>> begin ENTRIES SHOWN

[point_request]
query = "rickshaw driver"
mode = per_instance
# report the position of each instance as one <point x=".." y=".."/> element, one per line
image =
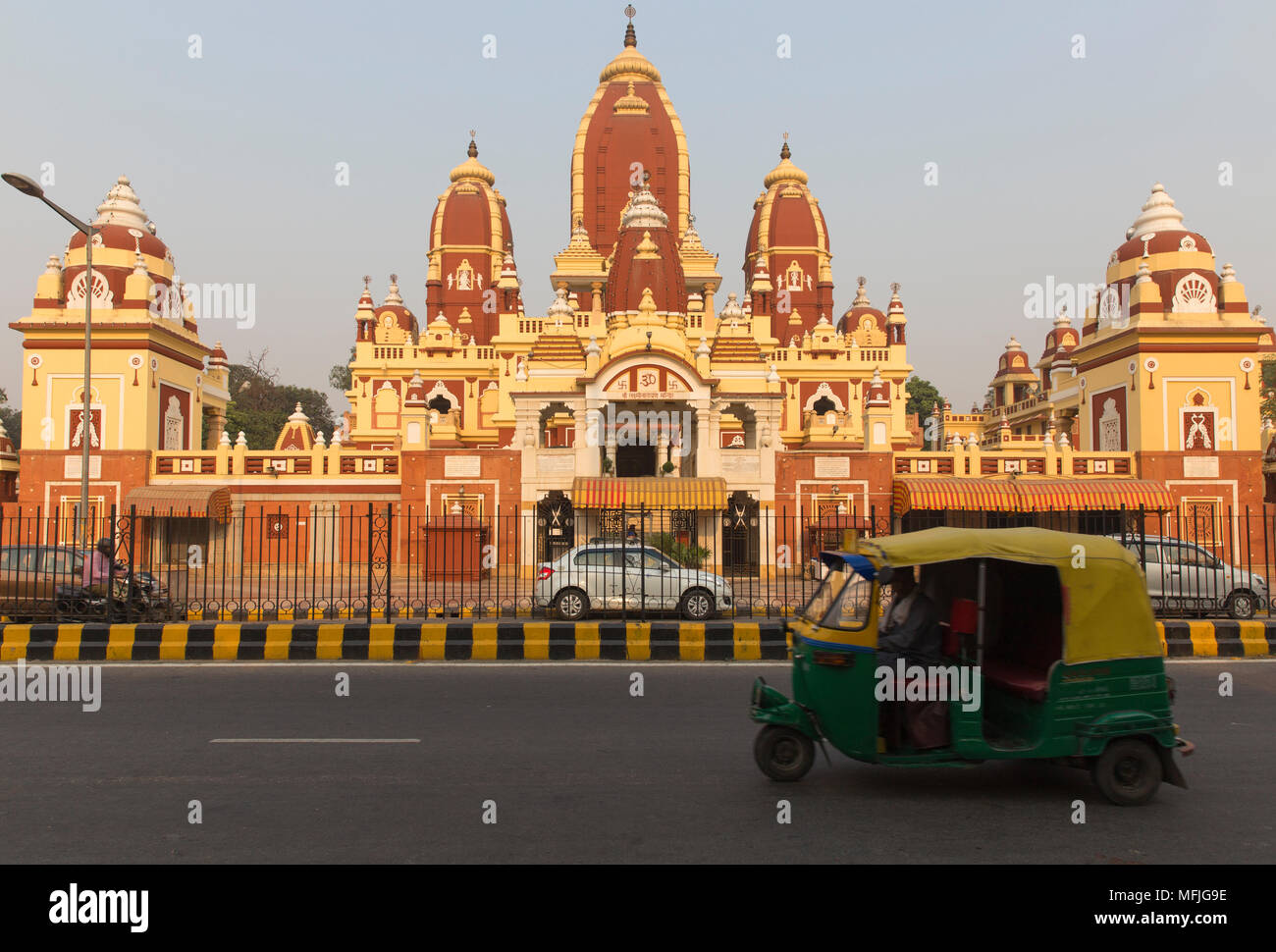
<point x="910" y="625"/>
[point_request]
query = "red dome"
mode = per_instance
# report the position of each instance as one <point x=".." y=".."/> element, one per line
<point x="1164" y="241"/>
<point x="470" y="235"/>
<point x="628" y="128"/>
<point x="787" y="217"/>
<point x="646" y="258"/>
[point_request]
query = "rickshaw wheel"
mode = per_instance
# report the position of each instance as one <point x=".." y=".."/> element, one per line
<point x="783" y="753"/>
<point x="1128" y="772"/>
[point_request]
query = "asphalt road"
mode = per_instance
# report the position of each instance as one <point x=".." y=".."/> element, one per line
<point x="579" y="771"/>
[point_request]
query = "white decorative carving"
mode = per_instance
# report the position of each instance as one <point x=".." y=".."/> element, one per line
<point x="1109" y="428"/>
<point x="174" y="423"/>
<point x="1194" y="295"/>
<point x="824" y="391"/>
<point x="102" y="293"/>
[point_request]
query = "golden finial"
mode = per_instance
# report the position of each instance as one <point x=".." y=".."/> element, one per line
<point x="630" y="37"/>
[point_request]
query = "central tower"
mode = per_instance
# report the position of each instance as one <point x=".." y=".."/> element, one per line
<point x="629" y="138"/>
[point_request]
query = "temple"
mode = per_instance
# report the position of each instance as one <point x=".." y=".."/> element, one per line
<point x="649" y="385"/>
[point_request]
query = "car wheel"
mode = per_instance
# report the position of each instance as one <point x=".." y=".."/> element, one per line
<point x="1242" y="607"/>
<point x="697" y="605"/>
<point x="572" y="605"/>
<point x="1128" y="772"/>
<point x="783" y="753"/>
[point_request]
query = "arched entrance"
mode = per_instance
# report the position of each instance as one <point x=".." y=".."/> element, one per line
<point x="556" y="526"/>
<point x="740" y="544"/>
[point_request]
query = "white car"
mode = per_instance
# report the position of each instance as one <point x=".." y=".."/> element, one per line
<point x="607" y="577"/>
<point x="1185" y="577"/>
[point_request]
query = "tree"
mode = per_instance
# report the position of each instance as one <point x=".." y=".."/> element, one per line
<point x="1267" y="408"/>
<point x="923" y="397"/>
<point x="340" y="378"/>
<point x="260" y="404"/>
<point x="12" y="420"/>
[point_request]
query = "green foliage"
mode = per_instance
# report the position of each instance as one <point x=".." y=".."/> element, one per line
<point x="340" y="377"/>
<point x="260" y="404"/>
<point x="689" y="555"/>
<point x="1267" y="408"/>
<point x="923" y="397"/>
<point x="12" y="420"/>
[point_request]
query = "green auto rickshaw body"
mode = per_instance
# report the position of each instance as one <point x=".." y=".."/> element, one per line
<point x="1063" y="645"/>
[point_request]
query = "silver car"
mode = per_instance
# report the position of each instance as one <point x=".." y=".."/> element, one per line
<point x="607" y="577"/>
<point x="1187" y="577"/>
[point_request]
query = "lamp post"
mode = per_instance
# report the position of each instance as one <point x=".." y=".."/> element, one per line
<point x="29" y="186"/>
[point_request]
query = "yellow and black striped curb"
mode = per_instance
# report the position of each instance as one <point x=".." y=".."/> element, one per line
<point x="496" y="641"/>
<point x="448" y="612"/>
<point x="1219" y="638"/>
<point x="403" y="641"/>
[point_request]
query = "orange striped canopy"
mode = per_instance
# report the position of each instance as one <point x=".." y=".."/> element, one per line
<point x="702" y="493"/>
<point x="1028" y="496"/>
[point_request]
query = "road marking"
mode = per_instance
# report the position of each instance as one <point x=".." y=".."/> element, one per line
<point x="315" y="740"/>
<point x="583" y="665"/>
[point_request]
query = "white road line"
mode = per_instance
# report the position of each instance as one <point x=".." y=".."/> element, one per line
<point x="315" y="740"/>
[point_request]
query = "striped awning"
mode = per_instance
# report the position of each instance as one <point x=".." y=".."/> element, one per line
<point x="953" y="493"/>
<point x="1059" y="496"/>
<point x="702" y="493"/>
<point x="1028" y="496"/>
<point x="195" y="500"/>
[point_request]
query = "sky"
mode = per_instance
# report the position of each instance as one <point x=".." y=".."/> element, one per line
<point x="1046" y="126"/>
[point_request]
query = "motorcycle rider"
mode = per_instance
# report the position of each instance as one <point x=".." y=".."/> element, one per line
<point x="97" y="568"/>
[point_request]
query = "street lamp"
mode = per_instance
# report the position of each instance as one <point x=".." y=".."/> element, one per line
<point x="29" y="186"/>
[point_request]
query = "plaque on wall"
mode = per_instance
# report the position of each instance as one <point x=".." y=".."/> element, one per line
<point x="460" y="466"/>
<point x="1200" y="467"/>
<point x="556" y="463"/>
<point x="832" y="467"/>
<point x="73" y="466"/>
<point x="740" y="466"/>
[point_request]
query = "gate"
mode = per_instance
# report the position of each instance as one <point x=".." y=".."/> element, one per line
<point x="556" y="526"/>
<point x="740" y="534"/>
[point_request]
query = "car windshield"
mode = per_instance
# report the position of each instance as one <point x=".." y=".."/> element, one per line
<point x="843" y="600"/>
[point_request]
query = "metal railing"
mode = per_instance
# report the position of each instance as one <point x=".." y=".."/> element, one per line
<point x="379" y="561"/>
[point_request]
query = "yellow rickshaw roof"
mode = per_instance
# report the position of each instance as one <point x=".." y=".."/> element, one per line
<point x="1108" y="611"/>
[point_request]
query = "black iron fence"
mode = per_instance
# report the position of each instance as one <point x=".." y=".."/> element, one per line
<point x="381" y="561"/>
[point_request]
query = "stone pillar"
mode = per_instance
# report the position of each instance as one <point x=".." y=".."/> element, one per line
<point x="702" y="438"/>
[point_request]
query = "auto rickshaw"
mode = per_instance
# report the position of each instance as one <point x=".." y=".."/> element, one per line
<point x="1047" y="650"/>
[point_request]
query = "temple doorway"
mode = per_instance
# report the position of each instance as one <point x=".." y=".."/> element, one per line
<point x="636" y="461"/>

>> end ENTRIES SHOWN

**WHAT THIS TASK INVOLVES**
Make an exact copy of the data above, pictures excluded.

**WORKED ANSWER**
[point_request]
query = "rickshaw driver"
mode = per_instance
# report the position of each instance as one <point x=".." y=".."/> element, one per line
image =
<point x="910" y="625"/>
[point_request]
query = "red dome"
mode = per_instance
# report the position of each instance as one <point x=".." y=".."/> element, one per line
<point x="1164" y="241"/>
<point x="470" y="235"/>
<point x="628" y="128"/>
<point x="787" y="217"/>
<point x="646" y="258"/>
[point_request]
query = "rickshaw wheel"
mode = per_instance
# report the position of each instance as one <point x=".." y=".."/> element, one per line
<point x="783" y="753"/>
<point x="1128" y="772"/>
[point_request]
query = "asphalt road"
mode = per_instance
# report the position of each instance as one <point x=".." y=".."/> element, one per line
<point x="579" y="771"/>
[point_request]
query = "white decorative carving"
mode = per_instance
# report the position of each instance as one <point x=".." y=".."/> element, one per line
<point x="1109" y="428"/>
<point x="174" y="423"/>
<point x="1194" y="295"/>
<point x="824" y="391"/>
<point x="102" y="293"/>
[point_request]
query = "golden finial"
mode = per_instance
# report the position of each instance as one <point x=".." y=".."/> element, one per line
<point x="630" y="37"/>
[point_request]
query = "central tower"
mode = per_instance
# report the position of each instance as one <point x=".." y=".."/> element, one per line
<point x="629" y="138"/>
[point_request]
query = "temple"
mode = per_instance
# report the position of each instance as one <point x=".." y=".."/> element, one per line
<point x="649" y="385"/>
[point_request]
query = "car wheel"
mode = per_instance
# report the position of each instance as one <point x=".." y=".."/> element, one per line
<point x="1242" y="607"/>
<point x="697" y="605"/>
<point x="572" y="605"/>
<point x="1128" y="772"/>
<point x="783" y="753"/>
[point_request]
query = "arched entrance"
mode = per_instance
# report the position of each instance as one <point x=".." y=".."/> element, one per line
<point x="556" y="526"/>
<point x="740" y="544"/>
[point_request]
query = "white car"
mode = per_instance
# report the position of each instance as one <point x=".." y=".."/> element, one per line
<point x="607" y="577"/>
<point x="1185" y="577"/>
[point_request]
query = "tree"
mode = per_instance
# report the position of each instance as one <point x=".." y=".."/> element, one per line
<point x="1267" y="408"/>
<point x="923" y="397"/>
<point x="340" y="378"/>
<point x="260" y="404"/>
<point x="12" y="420"/>
[point_request]
query = "green foliage"
mode = per_instance
# report the position of each instance as one <point x=".." y=".."/> element, one per line
<point x="340" y="377"/>
<point x="260" y="404"/>
<point x="689" y="555"/>
<point x="1267" y="408"/>
<point x="923" y="397"/>
<point x="12" y="420"/>
[point_request]
query = "green auto rickshaw body"
mode = per_instance
# report the position of each instance as one <point x=".." y=".."/> element, one per line
<point x="1063" y="645"/>
[point_request]
query = "silver car"
mode = per_instance
# report the position of each instance as one <point x=".." y=".."/> element, one per line
<point x="607" y="577"/>
<point x="1187" y="577"/>
[point_request]
query = "lamp post"
mode = per_instance
# report the position of each instance as one <point x=".." y=".."/> element, one per line
<point x="29" y="186"/>
[point_request]
query = "yellow and black striped curb"
mode = per_instance
# report the position of each instance as one <point x=".." y=".."/> element, one per line
<point x="496" y="641"/>
<point x="448" y="612"/>
<point x="1219" y="638"/>
<point x="403" y="641"/>
[point_request]
query = "orange striped canopy"
mode = per_instance
# report the position of each instance as one <point x=".." y=".."/> element, one per line
<point x="702" y="493"/>
<point x="1028" y="496"/>
[point_request]
query = "road marking"
mode = per_instance
# report the position of each instance as one <point x=".." y=".."/> element, one per line
<point x="315" y="740"/>
<point x="583" y="665"/>
[point_request]
query = "white road line"
mode = per_instance
# report the position of each instance as one <point x=".." y=".."/> element, one per line
<point x="315" y="740"/>
[point_request]
query = "striped awning"
mode = per_instance
# report the position of each instance as one <point x=".." y=".."/> element, one per line
<point x="953" y="493"/>
<point x="1059" y="496"/>
<point x="702" y="493"/>
<point x="1028" y="496"/>
<point x="195" y="500"/>
[point_request]
query = "sky"
mode = per_instance
# report the position of each instance as one <point x=".." y=".."/> element, one per line
<point x="1046" y="126"/>
[point_request]
query = "motorcycle rider"
mode = per_instance
# report the position of each instance as one <point x=".." y=".."/> element, one per line
<point x="97" y="568"/>
[point_request]
query = "street lamp"
mode = per_instance
# report the position of each instance as one <point x=".." y=".."/> element, one per line
<point x="29" y="186"/>
[point_request]
query = "plaque on wall"
mode = per_instance
# report the position of each instance as one <point x=".." y=".."/> element, one per line
<point x="460" y="466"/>
<point x="1200" y="467"/>
<point x="556" y="463"/>
<point x="832" y="467"/>
<point x="73" y="466"/>
<point x="740" y="466"/>
[point_request]
query = "gate"
mode = per_instance
# report the position of each instance as one <point x=".." y=".."/> element, one per line
<point x="556" y="526"/>
<point x="740" y="534"/>
[point_request]
query = "car windshield"
mode = per_instance
# report the position of each instance as one <point x=".." y=".."/> element, one per line
<point x="843" y="600"/>
[point_request]
query = "metal railing"
mode = per_instance
# report the position of each instance as one <point x=".." y=".."/> element, one per line
<point x="379" y="561"/>
[point_request]
query = "yellow rickshaw roof"
mode = per_instance
# report the position of each instance as one <point x=".." y=".."/> element, one per line
<point x="1108" y="611"/>
[point_request]
query = "black iron fence"
mode = per_instance
# report the position of each instance as one <point x=".." y=".."/> element, one per line
<point x="381" y="561"/>
[point_request]
query = "stone pillar"
mode = per_instance
# report the position of each instance as one <point x=".." y=".."/> element, one per line
<point x="702" y="438"/>
[point_request]
query = "auto rickshaw"
mode = per_instance
# report the position of each instance as one <point x=".." y=".."/> element, one per line
<point x="1047" y="650"/>
[point_request]
query = "temple doorway"
mode = per_instance
# report the position of each instance as one <point x=".." y=".."/> element, one per line
<point x="636" y="461"/>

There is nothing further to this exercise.